AIM. Starting from the line containing "out like [893,281].", write out the rest of the entries exactly, through the final line, including nothing else.

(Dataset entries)
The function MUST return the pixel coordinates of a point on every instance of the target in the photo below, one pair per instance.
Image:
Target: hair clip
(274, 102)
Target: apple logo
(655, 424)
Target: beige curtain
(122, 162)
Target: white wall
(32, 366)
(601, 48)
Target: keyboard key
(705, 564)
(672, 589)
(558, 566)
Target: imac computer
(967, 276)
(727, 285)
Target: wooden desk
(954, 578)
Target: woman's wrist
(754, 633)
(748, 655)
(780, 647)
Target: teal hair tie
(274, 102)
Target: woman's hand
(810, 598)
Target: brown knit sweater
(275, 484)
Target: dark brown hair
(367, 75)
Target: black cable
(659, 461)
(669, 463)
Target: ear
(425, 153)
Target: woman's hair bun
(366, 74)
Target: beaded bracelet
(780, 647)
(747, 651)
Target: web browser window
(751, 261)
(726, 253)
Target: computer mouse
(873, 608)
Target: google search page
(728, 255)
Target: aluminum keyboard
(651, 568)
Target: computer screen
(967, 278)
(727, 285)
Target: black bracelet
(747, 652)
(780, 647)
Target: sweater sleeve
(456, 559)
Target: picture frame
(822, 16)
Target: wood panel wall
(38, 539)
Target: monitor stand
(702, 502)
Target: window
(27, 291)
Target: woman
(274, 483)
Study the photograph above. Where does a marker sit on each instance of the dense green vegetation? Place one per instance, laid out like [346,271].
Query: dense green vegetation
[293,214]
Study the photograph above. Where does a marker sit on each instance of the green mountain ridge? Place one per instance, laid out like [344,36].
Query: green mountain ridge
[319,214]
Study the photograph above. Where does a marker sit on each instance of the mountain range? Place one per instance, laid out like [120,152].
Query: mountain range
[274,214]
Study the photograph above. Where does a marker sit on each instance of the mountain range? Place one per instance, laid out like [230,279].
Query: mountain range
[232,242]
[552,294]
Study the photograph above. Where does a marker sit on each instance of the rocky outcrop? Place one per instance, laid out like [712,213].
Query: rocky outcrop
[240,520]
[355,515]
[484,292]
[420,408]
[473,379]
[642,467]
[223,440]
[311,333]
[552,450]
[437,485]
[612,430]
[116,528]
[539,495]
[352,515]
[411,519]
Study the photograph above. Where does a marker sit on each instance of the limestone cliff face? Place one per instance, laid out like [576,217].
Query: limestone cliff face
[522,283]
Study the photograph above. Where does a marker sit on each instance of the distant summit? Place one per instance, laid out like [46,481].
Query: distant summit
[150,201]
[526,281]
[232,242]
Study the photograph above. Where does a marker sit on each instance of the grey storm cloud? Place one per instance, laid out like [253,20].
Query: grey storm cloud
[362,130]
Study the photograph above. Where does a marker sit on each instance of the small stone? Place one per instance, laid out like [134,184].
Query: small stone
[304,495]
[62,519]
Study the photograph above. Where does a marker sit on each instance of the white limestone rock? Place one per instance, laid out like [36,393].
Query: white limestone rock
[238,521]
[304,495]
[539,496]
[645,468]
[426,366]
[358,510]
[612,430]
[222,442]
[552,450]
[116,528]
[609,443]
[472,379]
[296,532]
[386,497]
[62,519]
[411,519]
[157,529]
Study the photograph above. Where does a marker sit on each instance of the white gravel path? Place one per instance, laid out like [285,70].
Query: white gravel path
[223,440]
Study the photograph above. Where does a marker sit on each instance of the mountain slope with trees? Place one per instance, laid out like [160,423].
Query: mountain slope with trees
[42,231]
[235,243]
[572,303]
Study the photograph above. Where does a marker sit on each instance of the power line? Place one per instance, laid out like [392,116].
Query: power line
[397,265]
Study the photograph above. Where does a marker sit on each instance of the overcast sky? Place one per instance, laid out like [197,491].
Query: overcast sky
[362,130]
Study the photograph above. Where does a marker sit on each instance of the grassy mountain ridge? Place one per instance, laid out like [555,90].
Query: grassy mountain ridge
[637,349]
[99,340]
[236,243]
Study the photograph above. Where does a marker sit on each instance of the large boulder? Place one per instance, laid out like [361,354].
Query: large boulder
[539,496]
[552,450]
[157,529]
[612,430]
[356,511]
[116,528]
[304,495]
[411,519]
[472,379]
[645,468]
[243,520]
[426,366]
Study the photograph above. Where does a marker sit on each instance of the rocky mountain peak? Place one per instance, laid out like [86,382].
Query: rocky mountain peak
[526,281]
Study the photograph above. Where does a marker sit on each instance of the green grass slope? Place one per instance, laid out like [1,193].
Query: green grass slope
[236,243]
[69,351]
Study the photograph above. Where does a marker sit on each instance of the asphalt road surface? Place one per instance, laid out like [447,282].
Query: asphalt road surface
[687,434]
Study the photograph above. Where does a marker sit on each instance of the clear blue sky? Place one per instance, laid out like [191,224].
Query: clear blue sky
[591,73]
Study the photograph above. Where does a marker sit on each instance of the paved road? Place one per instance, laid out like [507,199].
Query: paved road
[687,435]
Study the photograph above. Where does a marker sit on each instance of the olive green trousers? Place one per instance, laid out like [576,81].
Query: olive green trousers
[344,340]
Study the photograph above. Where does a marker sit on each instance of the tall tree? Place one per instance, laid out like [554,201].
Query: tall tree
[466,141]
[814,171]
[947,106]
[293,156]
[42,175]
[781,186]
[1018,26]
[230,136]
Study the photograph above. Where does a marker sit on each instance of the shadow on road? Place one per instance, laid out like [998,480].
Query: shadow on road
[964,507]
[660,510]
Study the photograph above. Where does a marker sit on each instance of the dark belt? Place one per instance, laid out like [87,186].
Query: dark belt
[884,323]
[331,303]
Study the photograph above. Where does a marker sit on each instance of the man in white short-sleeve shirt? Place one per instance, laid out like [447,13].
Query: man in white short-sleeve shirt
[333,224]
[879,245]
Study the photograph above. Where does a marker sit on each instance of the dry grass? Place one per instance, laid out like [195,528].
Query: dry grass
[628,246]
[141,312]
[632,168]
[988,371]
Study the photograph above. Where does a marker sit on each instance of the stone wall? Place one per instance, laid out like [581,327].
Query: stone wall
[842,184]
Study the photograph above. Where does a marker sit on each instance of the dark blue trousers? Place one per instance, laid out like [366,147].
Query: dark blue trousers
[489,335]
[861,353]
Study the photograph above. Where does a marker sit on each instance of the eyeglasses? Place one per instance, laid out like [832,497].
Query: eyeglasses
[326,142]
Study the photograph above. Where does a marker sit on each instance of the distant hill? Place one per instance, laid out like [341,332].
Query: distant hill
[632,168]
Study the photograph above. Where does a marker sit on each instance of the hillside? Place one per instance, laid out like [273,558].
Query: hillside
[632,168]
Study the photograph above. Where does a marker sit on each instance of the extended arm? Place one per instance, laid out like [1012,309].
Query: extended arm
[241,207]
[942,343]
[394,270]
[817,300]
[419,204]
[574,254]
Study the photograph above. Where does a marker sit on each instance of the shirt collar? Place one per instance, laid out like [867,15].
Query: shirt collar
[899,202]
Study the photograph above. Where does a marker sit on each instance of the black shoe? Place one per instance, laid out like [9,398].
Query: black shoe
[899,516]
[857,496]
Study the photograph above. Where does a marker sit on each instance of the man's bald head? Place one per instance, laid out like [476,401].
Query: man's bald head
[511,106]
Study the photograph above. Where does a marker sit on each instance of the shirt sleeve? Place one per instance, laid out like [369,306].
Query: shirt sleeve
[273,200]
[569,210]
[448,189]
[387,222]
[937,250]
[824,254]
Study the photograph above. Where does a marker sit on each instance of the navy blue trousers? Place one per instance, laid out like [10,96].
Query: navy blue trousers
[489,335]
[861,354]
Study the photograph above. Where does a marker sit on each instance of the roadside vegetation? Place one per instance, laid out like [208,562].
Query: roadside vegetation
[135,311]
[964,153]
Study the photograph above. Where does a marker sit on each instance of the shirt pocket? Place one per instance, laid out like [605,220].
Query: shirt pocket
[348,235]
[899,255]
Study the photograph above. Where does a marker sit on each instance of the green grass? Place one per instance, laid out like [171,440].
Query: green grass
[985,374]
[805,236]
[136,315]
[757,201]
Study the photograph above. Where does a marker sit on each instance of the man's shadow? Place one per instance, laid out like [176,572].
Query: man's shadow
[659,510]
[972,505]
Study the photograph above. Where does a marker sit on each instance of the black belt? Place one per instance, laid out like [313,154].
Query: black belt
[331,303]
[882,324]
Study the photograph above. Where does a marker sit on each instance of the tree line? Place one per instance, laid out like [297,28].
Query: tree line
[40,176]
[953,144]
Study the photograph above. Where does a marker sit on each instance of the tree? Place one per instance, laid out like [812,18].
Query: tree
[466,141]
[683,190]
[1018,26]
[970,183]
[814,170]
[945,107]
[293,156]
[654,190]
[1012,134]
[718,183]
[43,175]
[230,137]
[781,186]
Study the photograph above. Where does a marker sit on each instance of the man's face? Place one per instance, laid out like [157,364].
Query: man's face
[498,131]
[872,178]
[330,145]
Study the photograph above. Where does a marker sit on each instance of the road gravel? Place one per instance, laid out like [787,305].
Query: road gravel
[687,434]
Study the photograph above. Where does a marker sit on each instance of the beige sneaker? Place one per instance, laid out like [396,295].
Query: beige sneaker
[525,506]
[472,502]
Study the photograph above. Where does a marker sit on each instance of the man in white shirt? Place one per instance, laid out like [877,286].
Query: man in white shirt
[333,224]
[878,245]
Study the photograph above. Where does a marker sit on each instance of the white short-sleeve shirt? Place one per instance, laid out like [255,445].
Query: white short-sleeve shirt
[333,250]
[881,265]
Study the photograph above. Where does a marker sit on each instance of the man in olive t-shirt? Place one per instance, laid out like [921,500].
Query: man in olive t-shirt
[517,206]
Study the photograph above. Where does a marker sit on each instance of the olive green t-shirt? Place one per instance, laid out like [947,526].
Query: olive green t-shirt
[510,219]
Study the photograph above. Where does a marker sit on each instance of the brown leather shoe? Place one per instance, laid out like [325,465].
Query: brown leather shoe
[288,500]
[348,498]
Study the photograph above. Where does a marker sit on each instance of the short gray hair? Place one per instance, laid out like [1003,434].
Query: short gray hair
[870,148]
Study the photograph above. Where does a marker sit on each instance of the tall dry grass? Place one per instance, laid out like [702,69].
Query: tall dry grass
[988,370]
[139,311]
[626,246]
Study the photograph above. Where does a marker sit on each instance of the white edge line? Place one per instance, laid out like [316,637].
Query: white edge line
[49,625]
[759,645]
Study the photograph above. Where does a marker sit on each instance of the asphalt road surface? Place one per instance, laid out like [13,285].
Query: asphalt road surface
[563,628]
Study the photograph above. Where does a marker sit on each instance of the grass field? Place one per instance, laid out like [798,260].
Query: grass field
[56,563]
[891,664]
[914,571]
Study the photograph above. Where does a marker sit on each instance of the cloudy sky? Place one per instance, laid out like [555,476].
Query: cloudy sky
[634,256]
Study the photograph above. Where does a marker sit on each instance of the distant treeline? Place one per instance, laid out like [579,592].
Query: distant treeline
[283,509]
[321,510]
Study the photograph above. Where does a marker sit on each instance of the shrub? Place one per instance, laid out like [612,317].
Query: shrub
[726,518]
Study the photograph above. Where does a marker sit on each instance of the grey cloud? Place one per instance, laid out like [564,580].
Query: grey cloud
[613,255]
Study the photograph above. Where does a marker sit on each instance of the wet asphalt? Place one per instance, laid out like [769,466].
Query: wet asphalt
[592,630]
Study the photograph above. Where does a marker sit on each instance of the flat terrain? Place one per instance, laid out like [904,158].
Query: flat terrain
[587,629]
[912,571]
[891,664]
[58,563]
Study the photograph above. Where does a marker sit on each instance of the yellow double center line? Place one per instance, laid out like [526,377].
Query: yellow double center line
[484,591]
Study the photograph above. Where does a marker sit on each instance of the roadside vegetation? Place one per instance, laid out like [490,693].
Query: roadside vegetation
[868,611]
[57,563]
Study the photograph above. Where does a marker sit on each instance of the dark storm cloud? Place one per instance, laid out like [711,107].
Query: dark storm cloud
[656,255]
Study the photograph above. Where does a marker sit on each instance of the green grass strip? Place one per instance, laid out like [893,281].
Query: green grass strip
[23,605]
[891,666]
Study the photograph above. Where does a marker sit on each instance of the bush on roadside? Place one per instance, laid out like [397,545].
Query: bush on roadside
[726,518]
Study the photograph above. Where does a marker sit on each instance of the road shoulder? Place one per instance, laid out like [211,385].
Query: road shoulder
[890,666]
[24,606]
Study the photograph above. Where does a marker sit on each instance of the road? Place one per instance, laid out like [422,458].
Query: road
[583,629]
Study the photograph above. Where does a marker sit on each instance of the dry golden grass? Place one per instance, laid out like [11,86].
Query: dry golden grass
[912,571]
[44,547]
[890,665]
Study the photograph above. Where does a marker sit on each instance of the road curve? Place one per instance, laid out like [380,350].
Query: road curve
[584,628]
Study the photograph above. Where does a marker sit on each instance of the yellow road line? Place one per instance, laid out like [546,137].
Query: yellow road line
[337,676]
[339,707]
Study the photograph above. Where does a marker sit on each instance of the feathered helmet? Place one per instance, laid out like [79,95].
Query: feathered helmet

SOLUTION TO THIS PROBLEM.
Study the photograph above. Where does a marker sit on each instance of the green grass strip? Place one per instance, laid out like [893,281].
Query: green grass strip
[23,605]
[891,666]
Study the photograph above. Where does a marker sit on each instance of the bush on roadside? Place one per instance, laid out like [397,545].
Query: bush on roadside
[726,518]
Study the photograph above. Where does a marker sit on each instance of the road shoulder? Place one per instance, laid out like [211,385].
Query: road shoulder
[890,666]
[24,606]
Study the photograph above. Where does a marker sit on each instance of the road? Place one per instance, laid out like [422,458].
Query: road
[583,629]
Study the photograph above. Where does a marker sit on each instance of the dry golden grass? Place one per instance, laid out like [11,86].
Query: dry golden grass
[912,571]
[44,547]
[890,665]
Study the photograph above. Where does a marker sit on each instance of the road curve? Place one per instance, laid out like [380,350].
Query: road curve
[584,628]
Study the photograph above. Where does a marker sit on each instance of the yellow road line? Place one per instance, laid out like [546,137].
Query: yellow road line
[337,676]
[339,707]
Study the photograph above. Where does a marker sit on each instance of the feathered helmet? Place one per instance, laid out like [79,95].
Query: feathered helmet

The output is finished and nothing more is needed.